- GIVEN DATA -

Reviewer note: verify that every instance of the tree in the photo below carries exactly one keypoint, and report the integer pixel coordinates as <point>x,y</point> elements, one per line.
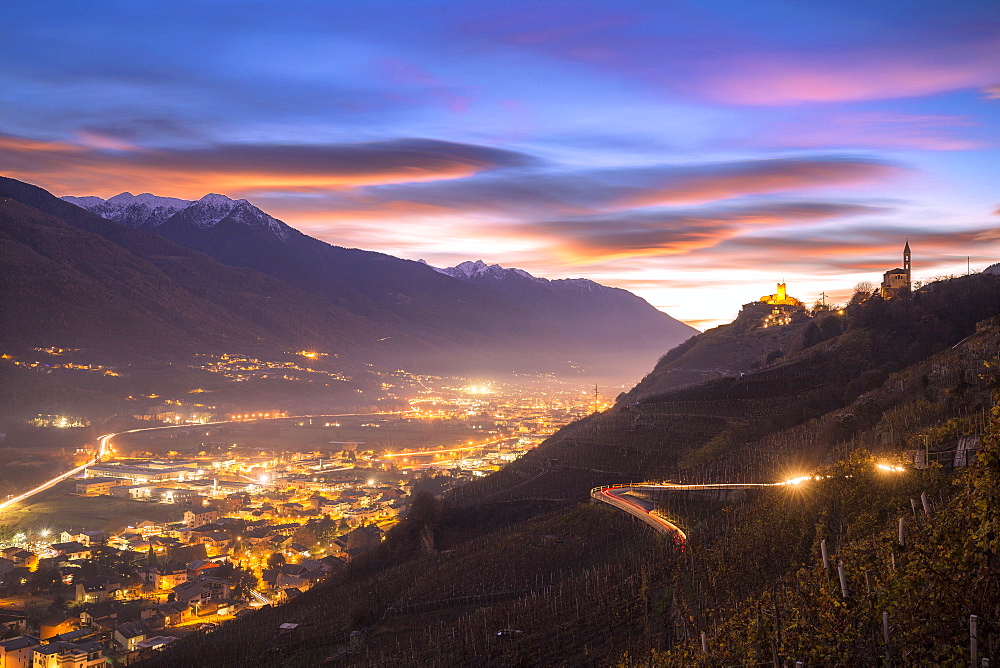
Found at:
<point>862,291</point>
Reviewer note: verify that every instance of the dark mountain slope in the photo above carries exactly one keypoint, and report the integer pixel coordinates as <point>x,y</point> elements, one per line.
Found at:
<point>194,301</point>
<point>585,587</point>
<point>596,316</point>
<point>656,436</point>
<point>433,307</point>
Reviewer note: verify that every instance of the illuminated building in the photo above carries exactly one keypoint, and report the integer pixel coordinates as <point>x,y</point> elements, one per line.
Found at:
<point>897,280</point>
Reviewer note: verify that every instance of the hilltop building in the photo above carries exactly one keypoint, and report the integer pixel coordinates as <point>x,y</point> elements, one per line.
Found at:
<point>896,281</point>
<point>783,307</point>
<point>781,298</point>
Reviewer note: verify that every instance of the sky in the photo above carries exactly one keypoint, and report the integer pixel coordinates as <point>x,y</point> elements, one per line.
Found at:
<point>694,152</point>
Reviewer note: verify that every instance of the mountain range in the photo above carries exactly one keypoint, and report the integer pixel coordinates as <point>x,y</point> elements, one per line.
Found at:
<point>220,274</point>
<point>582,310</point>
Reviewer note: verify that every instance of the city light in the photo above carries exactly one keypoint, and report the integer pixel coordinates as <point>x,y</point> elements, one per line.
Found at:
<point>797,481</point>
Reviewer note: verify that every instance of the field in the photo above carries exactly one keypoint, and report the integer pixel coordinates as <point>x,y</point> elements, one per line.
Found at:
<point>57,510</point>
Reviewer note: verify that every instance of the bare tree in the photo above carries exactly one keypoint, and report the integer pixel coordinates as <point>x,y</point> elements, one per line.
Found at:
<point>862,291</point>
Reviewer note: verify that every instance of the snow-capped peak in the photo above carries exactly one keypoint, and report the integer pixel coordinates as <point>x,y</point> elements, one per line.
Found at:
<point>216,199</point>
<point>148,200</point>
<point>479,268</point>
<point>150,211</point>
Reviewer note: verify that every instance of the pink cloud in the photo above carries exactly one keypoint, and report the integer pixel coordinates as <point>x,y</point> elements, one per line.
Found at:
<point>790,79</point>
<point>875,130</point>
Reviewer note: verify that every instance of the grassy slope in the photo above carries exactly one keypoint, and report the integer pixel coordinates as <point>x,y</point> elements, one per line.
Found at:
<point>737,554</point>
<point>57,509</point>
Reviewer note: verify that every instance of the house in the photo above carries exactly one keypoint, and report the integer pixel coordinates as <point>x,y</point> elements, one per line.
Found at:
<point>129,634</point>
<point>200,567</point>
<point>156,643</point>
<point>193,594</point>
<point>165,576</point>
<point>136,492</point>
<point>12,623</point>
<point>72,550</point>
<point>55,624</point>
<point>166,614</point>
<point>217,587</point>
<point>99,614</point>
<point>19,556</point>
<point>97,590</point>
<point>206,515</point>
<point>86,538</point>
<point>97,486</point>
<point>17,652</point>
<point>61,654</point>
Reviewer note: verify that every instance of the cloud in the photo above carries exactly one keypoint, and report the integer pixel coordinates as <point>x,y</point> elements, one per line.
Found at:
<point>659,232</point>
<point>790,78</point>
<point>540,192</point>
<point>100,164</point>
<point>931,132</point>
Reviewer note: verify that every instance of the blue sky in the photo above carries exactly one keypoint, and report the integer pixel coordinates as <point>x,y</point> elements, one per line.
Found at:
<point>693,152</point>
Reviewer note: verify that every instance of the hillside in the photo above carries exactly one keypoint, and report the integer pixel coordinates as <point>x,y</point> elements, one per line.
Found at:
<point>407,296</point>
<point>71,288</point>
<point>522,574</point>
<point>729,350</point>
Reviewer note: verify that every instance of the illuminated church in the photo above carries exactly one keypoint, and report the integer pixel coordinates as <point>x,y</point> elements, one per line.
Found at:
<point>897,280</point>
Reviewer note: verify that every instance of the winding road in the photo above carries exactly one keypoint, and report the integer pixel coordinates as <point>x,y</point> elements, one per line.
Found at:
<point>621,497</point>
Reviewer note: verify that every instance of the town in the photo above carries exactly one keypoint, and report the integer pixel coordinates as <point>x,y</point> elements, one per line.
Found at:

- REQUIRED WORK -
The records above are to be transcribed in full, with images omitted.

- THE COMPLETED TASK -
Reviewer note: verify that every instance of the tree in the photo below carries exactly one keypoint, and report the integer pixel coordinates as <point>x,y</point> elements, one per line.
Found at:
<point>862,291</point>
Reviewer note: verify that every instance of the dark mountain slope in the photo above carries exactly one keypoint, and report the integer pixel coordinates as <point>x,y</point> elements, one per line.
Found at:
<point>194,301</point>
<point>585,587</point>
<point>596,316</point>
<point>656,436</point>
<point>433,307</point>
Reviewer note: verify that every instance of the illuminated building in the photo above carries exactly one keypoint, and report the integer pixel coordinates as <point>x,y</point> elements, one per line.
Found at:
<point>897,280</point>
Reviewer note: verify that every instance of the hilltop building in the photo above carries exactly one keypoint, and report the integer pixel coordinates as <point>x,y</point> elements, one per line.
Found at:
<point>896,281</point>
<point>783,307</point>
<point>781,298</point>
Reviewer note: verify that every instance of the sky in the photo above carries exactly one keypoint, and report the integer pixel coordinates as <point>x,y</point> elements, one per line.
Found at:
<point>694,152</point>
Reviewer note: verify that every instance of the mountain range in the photo above carries exactly one keypoint, and report the integer pixel coordinates as <point>x,y</point> elements, one per line.
Found at:
<point>220,274</point>
<point>582,310</point>
Reviewer note: verify that every instance of the city light in the photo above carries exactly one keypoint, and report the integer pixel coordinates as <point>x,y</point> elements, one per line.
Found at:
<point>797,481</point>
Reviewer note: verify that every instance of the field in the photo above carries exactly one keypoint, and report the integer pixel coordinates as <point>x,y</point> elements, one per line.
Found at:
<point>57,510</point>
Reviewer note: verify that every instance of the bare tree in the photo above carries exactly one keypoint, and report the integer pixel coordinates as <point>x,y</point> elements, one per line.
Found at:
<point>862,291</point>
Reviewer note: verify that every instance of the snow-capped peak in the photo above carries exactly one keypoint, and report the integer pixel coordinates as <point>x,y</point> elements, one per line.
Found at:
<point>216,199</point>
<point>148,200</point>
<point>479,268</point>
<point>150,211</point>
Reviewer note: verify that every instance of the pink cloud in the photo above carries exactly one keypoint, and report the integer pixel coordinates as <point>x,y</point> elements, one per line.
Found at:
<point>790,79</point>
<point>875,130</point>
Reviewer note: verify that every instance of the grassy slope in the photo above carries exactly one keypoint, and report the integer pixel coordinates as <point>x,y</point> elements, one per line.
Found at:
<point>737,554</point>
<point>57,509</point>
Reviewer note: verify that every instance of the house in the photo above carries exactly one keypoint, and report the integer pixel coordinates as <point>x,y</point> elements, one per line.
Found at:
<point>129,634</point>
<point>200,567</point>
<point>156,643</point>
<point>193,594</point>
<point>165,576</point>
<point>136,492</point>
<point>12,623</point>
<point>72,550</point>
<point>55,624</point>
<point>166,614</point>
<point>217,587</point>
<point>99,614</point>
<point>19,556</point>
<point>97,590</point>
<point>206,515</point>
<point>86,538</point>
<point>97,486</point>
<point>17,652</point>
<point>61,654</point>
Reviewer note: verify that every instance of the cloud in the photo above carries exactly one keypoint, and report the integer pixel coordinates as <point>x,y</point> elements, one per line.
Found at:
<point>659,232</point>
<point>790,78</point>
<point>540,192</point>
<point>100,164</point>
<point>931,132</point>
Reviewer note: verify that every instance of the blue sky in the photo above carries exactly one keypoint, and report the integer pixel coordinates as <point>x,y</point> elements, one per line.
Found at:
<point>693,152</point>
Reviewer note: verify that every instance of the hillside in the photo above carries exactly one keypoint, and report the integer pixel coordinates as <point>x,y</point> elements, one per line.
Found at:
<point>407,296</point>
<point>71,288</point>
<point>522,574</point>
<point>729,350</point>
Reviewer note: verify that every instance of the illuminated church in the photo above carries exactly one keypoint, and report the integer pixel coordinates as <point>x,y</point> elements, one per line.
Found at:
<point>897,280</point>
Reviewer note: verify that every instance of the winding road in the photo above carries exactly one keypoint, and report the integer pixel coordinates as <point>x,y</point> elements, one per line.
Found at:
<point>621,497</point>
Reviewer note: verify that every instance of the town in the photo above carries exactly one keypoint, and report the integer pixel coordinates as <point>x,y</point> elements, one per line.
Found at:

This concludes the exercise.